Vorgegebener Text |
---*---
Polen zur Einhaltung der EU-Regeln aufgefordert - Proteste erwartet

09.10.2021 12:09

Das Urteil des polnischen Verfassungsgerichts zum Status von EU-Recht
stößt auch bei vielen Bürgern im Land selbst auf Protest. Am
Wochenende sind in einigen Städten Demonstrationen geplant. Die Leute
seien «extrem mobilisiert», sagt eine polnische Politikerin.

Berlin/Paris (dpa) - Nach dem Urteil des polnischen
Verfassungsgerichts zum Status von EU-Recht haben Frankreich und
Deutschland Polen zur Einhaltung der EU-Regeln aufgefordert. Die
Mitgliedschaft zur EU gehe «mit der vollständigen und
uneingeschränkten Zugehörigkeit zu gemeinsamen Werten und Regeln»
einher, teilten die Außenminister Heiko Maas (SPD) und Jean-Yves Le
Drian mit. «Der Respekt und Einhaltung für diese muss von jedem
Mitgliedstaat erbracht werden, das gilt selbstverständlich auch für
Polen, das einen ganz zentralen Platz innerhalb der EU hat.» Am
Sonntag sind in Polen große Proteste gegen das umstrittene Urteil
geplant.
---*---
Deine Aufgaben |
1. Nenne alle Staaten, die in der Meldung über das polnische Verfassungsgerichtsurteil namentlich vorkommen.
2. Gib aus der Meldung über das polnische Verfassungsgerichtsurteil den Abschnitt von „09.10.2021 12:09“ bis „eine polnische Politikerin.“ unverändert wieder.

[Datensätze]
---*---
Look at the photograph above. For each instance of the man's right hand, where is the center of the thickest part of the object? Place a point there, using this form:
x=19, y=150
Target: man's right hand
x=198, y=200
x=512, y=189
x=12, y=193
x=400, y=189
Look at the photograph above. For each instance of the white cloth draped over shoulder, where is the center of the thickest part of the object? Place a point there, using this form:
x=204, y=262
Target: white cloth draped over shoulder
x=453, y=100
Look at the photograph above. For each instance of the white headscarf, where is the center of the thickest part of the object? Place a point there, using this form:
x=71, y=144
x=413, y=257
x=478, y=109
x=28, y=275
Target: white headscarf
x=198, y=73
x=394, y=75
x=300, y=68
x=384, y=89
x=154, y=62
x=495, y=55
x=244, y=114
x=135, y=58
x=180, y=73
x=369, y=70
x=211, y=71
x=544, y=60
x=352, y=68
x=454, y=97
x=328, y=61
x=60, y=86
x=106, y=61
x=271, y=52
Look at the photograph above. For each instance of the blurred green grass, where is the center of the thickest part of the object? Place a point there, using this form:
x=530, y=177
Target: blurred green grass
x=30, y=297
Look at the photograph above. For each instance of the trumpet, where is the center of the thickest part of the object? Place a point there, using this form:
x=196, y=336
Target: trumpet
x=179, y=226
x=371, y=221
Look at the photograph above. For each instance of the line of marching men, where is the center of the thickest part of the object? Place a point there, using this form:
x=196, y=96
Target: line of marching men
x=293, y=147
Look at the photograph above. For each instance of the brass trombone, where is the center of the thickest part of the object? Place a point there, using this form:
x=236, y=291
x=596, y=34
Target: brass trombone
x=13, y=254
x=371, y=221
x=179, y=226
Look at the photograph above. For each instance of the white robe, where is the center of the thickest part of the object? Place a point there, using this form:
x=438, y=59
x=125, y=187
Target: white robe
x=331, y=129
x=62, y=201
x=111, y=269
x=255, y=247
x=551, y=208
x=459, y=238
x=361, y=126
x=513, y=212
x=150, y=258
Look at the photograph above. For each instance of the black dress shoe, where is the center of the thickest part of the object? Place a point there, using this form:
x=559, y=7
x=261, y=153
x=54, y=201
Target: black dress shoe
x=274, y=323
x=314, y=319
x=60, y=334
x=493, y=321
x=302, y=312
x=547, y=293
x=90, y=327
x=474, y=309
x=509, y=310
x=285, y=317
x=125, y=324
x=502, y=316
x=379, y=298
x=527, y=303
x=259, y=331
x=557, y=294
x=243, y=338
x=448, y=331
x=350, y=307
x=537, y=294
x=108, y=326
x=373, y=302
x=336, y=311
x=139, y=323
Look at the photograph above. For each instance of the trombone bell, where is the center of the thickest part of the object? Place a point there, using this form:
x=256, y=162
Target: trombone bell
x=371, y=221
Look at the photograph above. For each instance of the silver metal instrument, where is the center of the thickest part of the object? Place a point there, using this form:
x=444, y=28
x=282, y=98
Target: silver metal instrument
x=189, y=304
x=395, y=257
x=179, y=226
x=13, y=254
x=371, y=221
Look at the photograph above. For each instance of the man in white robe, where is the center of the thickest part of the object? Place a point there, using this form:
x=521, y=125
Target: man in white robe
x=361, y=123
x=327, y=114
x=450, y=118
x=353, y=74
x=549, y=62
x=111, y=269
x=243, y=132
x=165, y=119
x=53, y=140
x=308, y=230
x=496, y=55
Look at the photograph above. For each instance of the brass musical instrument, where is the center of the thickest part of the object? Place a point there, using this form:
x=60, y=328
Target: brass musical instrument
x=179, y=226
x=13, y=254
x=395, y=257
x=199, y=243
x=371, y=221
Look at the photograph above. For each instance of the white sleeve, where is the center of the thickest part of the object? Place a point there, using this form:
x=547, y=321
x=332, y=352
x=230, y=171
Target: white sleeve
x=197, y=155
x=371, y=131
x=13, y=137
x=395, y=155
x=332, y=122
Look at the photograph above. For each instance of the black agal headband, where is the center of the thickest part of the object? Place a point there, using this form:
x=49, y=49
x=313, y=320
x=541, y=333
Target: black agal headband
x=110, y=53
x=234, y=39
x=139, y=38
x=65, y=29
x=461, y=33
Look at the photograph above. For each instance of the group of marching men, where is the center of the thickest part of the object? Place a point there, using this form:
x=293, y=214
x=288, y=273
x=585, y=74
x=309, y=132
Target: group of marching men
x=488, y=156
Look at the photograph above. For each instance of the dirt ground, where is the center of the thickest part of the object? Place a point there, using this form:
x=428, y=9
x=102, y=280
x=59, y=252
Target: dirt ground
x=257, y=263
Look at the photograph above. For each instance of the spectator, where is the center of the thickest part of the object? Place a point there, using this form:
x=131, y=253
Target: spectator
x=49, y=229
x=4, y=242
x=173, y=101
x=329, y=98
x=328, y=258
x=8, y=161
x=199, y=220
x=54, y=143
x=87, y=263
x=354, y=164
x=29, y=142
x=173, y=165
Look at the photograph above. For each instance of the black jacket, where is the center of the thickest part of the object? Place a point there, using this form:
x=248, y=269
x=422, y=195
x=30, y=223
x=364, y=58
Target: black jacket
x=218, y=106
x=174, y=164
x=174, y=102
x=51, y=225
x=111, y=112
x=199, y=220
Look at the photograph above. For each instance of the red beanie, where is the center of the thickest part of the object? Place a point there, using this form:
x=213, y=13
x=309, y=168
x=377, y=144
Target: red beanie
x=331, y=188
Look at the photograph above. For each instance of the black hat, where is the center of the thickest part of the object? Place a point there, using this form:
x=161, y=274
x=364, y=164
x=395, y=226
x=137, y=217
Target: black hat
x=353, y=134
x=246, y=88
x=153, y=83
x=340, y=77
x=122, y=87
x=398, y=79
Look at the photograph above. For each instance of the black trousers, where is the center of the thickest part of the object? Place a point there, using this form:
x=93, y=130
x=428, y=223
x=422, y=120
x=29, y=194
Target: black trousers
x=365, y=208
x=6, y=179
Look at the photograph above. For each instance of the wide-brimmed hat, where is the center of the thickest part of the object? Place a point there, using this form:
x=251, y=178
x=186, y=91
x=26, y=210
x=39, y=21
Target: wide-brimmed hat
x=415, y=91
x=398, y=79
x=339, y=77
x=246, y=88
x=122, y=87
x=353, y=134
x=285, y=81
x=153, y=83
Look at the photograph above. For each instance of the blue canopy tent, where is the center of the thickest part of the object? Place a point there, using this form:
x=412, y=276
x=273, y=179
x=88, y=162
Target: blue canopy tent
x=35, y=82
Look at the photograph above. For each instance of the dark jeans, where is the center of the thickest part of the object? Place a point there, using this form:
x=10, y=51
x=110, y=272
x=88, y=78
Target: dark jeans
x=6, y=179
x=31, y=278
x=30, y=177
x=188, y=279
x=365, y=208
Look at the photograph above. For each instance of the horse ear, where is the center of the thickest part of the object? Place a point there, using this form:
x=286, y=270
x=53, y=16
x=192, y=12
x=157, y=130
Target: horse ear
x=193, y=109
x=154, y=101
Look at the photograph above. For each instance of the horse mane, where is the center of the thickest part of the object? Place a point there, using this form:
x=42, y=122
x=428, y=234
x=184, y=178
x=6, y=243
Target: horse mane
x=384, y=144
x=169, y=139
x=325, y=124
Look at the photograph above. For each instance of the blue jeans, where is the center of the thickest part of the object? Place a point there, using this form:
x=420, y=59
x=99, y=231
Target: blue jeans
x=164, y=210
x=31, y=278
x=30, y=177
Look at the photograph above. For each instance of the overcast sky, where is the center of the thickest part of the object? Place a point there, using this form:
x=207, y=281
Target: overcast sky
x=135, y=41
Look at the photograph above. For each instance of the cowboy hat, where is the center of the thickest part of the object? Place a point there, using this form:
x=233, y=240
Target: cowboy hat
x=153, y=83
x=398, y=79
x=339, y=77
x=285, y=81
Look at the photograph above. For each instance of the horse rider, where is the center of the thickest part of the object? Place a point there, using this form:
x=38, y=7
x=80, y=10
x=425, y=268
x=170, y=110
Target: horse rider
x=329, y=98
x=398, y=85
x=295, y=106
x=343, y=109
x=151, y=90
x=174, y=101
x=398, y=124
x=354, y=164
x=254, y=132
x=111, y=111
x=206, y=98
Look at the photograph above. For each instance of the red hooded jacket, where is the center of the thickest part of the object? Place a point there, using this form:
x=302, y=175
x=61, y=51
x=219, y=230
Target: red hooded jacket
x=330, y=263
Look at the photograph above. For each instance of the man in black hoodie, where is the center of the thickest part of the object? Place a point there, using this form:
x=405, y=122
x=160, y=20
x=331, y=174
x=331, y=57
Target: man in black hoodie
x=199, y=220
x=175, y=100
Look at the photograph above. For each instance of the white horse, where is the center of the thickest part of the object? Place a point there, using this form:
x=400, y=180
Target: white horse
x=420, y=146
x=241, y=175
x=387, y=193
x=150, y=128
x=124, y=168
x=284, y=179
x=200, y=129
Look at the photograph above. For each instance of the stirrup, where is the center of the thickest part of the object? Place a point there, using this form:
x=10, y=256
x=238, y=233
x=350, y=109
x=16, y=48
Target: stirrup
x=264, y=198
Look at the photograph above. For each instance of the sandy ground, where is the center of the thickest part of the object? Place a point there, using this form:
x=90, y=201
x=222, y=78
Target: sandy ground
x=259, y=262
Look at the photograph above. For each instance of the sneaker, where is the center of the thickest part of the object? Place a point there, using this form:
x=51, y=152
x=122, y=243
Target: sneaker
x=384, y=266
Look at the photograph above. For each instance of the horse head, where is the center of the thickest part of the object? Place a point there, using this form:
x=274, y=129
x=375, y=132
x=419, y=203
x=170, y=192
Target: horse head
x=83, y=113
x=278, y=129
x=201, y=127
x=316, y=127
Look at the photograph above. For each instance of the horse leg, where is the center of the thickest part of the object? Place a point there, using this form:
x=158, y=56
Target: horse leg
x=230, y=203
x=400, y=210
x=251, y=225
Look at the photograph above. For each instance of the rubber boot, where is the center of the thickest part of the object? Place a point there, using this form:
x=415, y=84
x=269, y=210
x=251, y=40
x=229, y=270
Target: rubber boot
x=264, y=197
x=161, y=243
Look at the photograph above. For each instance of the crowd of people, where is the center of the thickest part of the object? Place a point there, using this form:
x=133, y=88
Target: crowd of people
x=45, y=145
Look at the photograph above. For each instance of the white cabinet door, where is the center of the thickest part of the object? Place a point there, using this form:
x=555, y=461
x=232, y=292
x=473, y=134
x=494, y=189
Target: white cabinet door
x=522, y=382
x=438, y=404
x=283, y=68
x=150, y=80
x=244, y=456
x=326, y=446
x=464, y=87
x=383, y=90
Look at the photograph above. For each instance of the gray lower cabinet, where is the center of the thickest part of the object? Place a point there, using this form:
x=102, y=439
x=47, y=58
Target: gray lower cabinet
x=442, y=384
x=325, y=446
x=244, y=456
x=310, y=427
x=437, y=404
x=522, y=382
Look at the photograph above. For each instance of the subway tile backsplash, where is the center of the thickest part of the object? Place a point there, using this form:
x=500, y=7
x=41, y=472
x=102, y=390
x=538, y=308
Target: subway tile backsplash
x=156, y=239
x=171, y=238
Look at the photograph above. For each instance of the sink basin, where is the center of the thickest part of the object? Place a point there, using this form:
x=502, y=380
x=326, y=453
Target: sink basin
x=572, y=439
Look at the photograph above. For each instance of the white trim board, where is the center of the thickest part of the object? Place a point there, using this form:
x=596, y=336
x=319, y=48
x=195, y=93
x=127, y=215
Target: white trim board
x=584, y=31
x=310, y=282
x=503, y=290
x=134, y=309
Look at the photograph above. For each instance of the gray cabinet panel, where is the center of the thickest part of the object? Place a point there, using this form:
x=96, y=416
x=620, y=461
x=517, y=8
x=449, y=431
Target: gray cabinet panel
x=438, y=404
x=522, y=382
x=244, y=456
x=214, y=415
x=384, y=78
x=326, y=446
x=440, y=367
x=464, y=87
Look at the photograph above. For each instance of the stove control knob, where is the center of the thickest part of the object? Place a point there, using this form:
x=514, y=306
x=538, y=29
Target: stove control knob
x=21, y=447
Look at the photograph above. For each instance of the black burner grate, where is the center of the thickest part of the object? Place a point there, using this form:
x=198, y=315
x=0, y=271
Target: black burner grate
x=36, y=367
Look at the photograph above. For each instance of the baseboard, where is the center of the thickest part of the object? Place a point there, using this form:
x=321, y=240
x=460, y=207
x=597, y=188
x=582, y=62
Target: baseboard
---*---
Endergebnisse |
1. Polen, Frankreich, Deutschland

2.
09.10.2021 12:09

Das Urteil des polnischen Verfassungsgerichts zum Status von EU-Recht
stößt auch bei vielen Bürgern im Land selbst auf Protest. Am
Wochenende sind in einigen Städten Demonstrationen geplant. Die Leute
seien «extrem mobilisiert», sagt eine polnische Politikerin.